◆ **WHAT TO PRODUCE**: Repeat each record exactly as written, and drop any images.

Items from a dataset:
-- begin --
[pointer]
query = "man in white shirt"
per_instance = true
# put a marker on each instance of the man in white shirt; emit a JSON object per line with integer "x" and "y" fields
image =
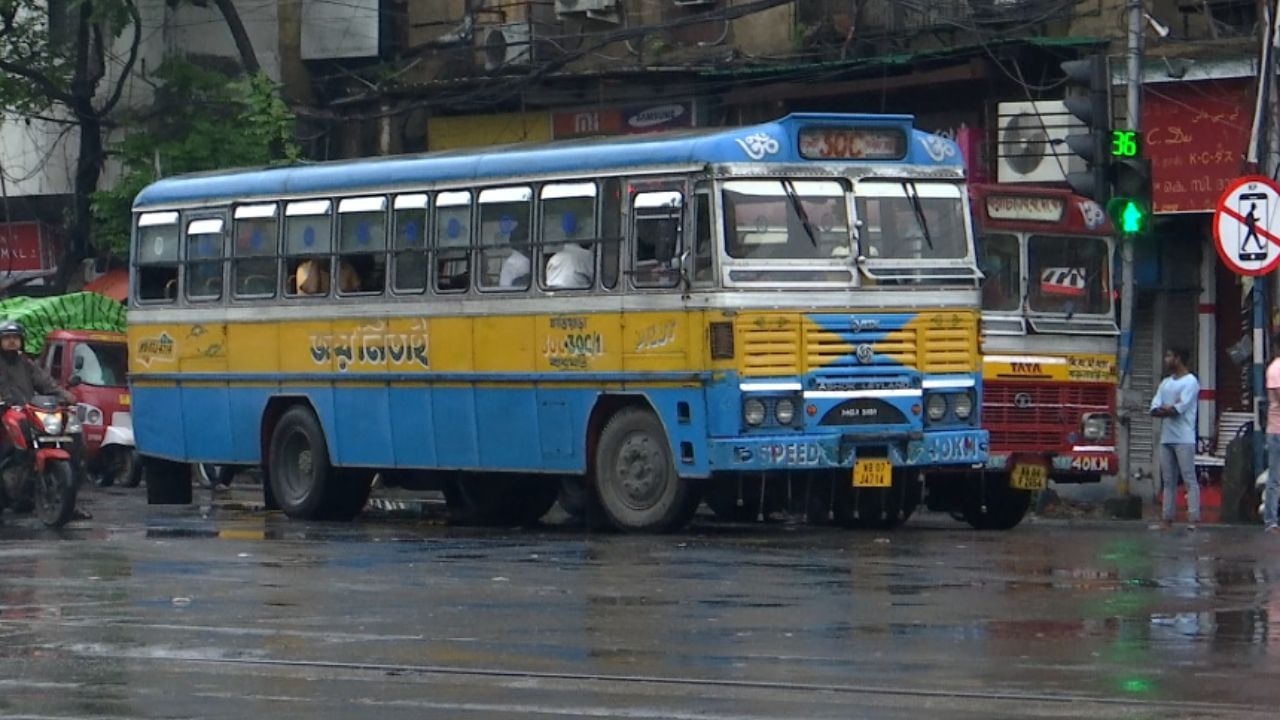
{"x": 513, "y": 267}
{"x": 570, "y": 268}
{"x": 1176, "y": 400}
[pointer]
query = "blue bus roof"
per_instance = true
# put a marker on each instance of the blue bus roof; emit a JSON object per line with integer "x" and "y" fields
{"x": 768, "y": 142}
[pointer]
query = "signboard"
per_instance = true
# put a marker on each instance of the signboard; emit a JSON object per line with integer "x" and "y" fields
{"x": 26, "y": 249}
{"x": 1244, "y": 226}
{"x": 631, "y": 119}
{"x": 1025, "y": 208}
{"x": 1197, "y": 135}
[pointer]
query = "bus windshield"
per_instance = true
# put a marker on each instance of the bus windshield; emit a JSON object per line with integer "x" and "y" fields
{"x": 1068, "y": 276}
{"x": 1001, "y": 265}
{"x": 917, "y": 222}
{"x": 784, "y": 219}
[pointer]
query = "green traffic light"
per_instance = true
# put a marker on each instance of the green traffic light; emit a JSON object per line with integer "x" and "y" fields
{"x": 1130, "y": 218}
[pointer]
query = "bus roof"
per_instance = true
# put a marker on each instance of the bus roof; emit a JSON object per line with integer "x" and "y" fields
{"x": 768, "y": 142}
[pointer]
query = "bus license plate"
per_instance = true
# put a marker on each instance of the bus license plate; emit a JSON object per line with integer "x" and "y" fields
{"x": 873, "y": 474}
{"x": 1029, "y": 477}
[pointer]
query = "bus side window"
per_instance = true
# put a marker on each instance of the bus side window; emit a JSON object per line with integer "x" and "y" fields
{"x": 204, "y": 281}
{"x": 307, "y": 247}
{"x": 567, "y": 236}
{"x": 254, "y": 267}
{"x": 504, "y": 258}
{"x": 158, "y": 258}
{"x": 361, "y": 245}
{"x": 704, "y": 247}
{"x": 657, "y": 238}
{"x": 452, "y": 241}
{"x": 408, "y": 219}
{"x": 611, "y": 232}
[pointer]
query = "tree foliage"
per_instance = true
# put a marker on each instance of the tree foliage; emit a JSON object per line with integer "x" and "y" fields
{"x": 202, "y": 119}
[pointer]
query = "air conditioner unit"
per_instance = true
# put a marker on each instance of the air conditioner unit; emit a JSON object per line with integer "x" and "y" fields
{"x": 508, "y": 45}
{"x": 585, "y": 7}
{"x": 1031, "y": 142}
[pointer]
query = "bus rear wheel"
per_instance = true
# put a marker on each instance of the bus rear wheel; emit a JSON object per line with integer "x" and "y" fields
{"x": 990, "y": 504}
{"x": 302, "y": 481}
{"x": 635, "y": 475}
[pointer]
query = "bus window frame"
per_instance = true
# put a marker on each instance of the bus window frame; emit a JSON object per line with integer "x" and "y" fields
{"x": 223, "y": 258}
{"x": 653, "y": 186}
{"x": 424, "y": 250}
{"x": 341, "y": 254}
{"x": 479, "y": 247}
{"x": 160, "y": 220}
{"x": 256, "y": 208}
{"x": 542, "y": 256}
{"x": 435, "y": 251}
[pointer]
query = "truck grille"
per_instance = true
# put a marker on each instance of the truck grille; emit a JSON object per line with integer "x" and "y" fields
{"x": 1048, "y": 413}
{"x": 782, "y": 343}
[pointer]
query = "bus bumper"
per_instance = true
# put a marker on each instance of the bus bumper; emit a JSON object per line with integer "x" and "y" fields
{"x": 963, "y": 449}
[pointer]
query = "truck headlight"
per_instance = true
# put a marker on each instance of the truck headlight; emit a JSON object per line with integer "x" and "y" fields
-- end --
◆ **REPLY**:
[pointer]
query = "man in white shirt"
per_instance = true
# put a marker on each instance of the man in white shirt; emit a JSON object per line with integer "x" and "y" fields
image =
{"x": 513, "y": 267}
{"x": 570, "y": 268}
{"x": 1176, "y": 400}
[pointer]
query = "blue bus roof"
per_instance = true
# put a marker on each instance of the blue bus roof; emit a JSON object per line with integer "x" and "y" fields
{"x": 768, "y": 142}
[pointer]
query = "signboard"
per_instance = true
# put a marker on each instance of the signboard; emit a JSON object per line with integer "x" and "y" fields
{"x": 26, "y": 249}
{"x": 1244, "y": 226}
{"x": 631, "y": 119}
{"x": 1025, "y": 208}
{"x": 1197, "y": 135}
[pointer]
query = "bus windshield"
per_instance = true
# put a marker on each instance of the bus windshield; emit a JSON object per line with integer "x" and "y" fields
{"x": 1068, "y": 276}
{"x": 1001, "y": 265}
{"x": 917, "y": 222}
{"x": 784, "y": 219}
[pointer]
query = "green traffic light"
per_instance = true
# put a marker on each instance of the green traffic light; emit a JSON object per line with integer "x" and "y" fields
{"x": 1130, "y": 218}
[pointer]
query = "bus roof"
per_instance = true
# put a marker on each instance of the bus roof; emit a JSON object per line with integer "x" and "y" fields
{"x": 768, "y": 142}
[pointer]
query = "bus license plate"
per_instance = true
# put a marker on each instance of the bus license plate; emit a JSON object per line with integer "x" and "y" fields
{"x": 873, "y": 474}
{"x": 1029, "y": 477}
[pointer]
query = "bus side window"
per_instance = true
# put a marker on each instance of the bus side window; emit a JSON object per line with integer "x" and "y" fields
{"x": 204, "y": 281}
{"x": 307, "y": 247}
{"x": 567, "y": 236}
{"x": 254, "y": 267}
{"x": 504, "y": 258}
{"x": 158, "y": 258}
{"x": 361, "y": 245}
{"x": 704, "y": 247}
{"x": 657, "y": 238}
{"x": 452, "y": 241}
{"x": 408, "y": 219}
{"x": 611, "y": 232}
[pointer]
query = "tree foliage"
per_instance = true
# put a marker on each instance of the tree foliage; emit a JSON object per line with integer "x" and "y" fields
{"x": 202, "y": 119}
[pointer]
query = "air conditioner unit"
per_instance = true
# put a marker on each instance of the air conditioner unit; emit a JSON object per line with integer "x" and "y" fields
{"x": 508, "y": 45}
{"x": 585, "y": 7}
{"x": 1031, "y": 142}
[pointer]
query = "bus rear wheel"
per_instance = true
# put a marker on each instance of the bus rear wheel; emit a JSON object per line with integer "x" and "y" fields
{"x": 990, "y": 504}
{"x": 302, "y": 481}
{"x": 635, "y": 475}
[pointer]
query = "bus window frame"
per_instance = true
# put a marker on each instance of the bus window frame; emit a JSON object per line with integer "x" and "y" fields
{"x": 223, "y": 258}
{"x": 653, "y": 186}
{"x": 424, "y": 250}
{"x": 341, "y": 254}
{"x": 479, "y": 247}
{"x": 160, "y": 220}
{"x": 256, "y": 208}
{"x": 542, "y": 256}
{"x": 435, "y": 251}
[pointer]
query = "truck grille"
per_instance = true
# put a marker on each instance of the truck grille; emit a JSON object per line with integer "x" and "y" fields
{"x": 1048, "y": 413}
{"x": 782, "y": 343}
[pointer]
query = "bus bumper"
per_instance = true
# put a marker on each instance of the bus bumper; emit a JSON object per line with integer "x" and "y" fields
{"x": 963, "y": 449}
[pointer]
query = "truck headlight"
per_instance = true
# put a marker on each instance of the truck headlight; emit a JSON object per line with integer "x" and "y" fields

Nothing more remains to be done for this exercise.